◆ GIVEN TASK
Scale everything from the start of the data down to the line containing "[[199, 164]]", both ends included. Reproduce every line, but multiply each answer coordinate by 1.45 and round it to a whole number, with halves rounded up. Leave all other numbers unchanged.

◆ INFORMATION SUPPLIED

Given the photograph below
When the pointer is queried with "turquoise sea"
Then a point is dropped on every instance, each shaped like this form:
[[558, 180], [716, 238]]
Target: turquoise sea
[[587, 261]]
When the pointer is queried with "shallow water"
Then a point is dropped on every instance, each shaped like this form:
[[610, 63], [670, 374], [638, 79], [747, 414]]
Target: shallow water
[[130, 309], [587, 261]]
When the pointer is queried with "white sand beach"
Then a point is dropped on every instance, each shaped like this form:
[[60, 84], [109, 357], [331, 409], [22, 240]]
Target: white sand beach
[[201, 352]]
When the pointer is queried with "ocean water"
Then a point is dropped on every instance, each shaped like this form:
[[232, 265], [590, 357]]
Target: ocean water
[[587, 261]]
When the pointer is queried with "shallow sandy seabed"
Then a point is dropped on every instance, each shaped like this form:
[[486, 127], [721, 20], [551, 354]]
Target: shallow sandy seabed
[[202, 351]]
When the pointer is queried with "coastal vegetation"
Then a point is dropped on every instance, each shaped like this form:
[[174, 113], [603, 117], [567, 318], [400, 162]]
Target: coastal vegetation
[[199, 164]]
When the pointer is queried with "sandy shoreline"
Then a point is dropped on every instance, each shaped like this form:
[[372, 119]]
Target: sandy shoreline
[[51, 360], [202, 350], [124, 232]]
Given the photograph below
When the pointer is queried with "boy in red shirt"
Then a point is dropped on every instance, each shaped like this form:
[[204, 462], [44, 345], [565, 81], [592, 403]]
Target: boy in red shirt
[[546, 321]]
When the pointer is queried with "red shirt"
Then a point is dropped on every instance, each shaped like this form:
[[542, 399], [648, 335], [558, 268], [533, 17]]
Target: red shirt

◆ SOLUTION
Given the photograph below
When the pointer is queried with "turquoise sea"
Then a point is dropped on every instance, each shaped like this form:
[[558, 180], [716, 238]]
Target: turquoise sea
[[851, 378]]
When the pointer is queried with "shallow water"
Then a point is dropped on every instance, each shaped like this form:
[[610, 63], [670, 374], [638, 79], [747, 414]]
Target: shallow water
[[189, 448], [851, 378]]
When the pointer is queried with "white sand beach"
Then a point is dropped on every instance, each shaped like this form:
[[60, 84], [109, 357], [331, 409], [22, 240]]
Target: white sand beach
[[291, 510]]
When the pointer is queried with "ocean water"
Then a point is dropped on every instance, each shaped like this form:
[[232, 265], [590, 357]]
Target: ocean water
[[851, 378]]
When the pointer is queried with "shallow sandy seabed"
Then a point is dropped on every instance, each shaped like this form:
[[486, 127], [721, 20], [551, 354]]
Target: shallow sandy seabed
[[293, 509]]
When the pointer is queried with "coastal vegetation"
Then a point is dropped on every instance, each shaped like this form:
[[174, 113], [603, 117], [567, 318], [400, 162]]
Target: coastal vegetation
[[289, 238]]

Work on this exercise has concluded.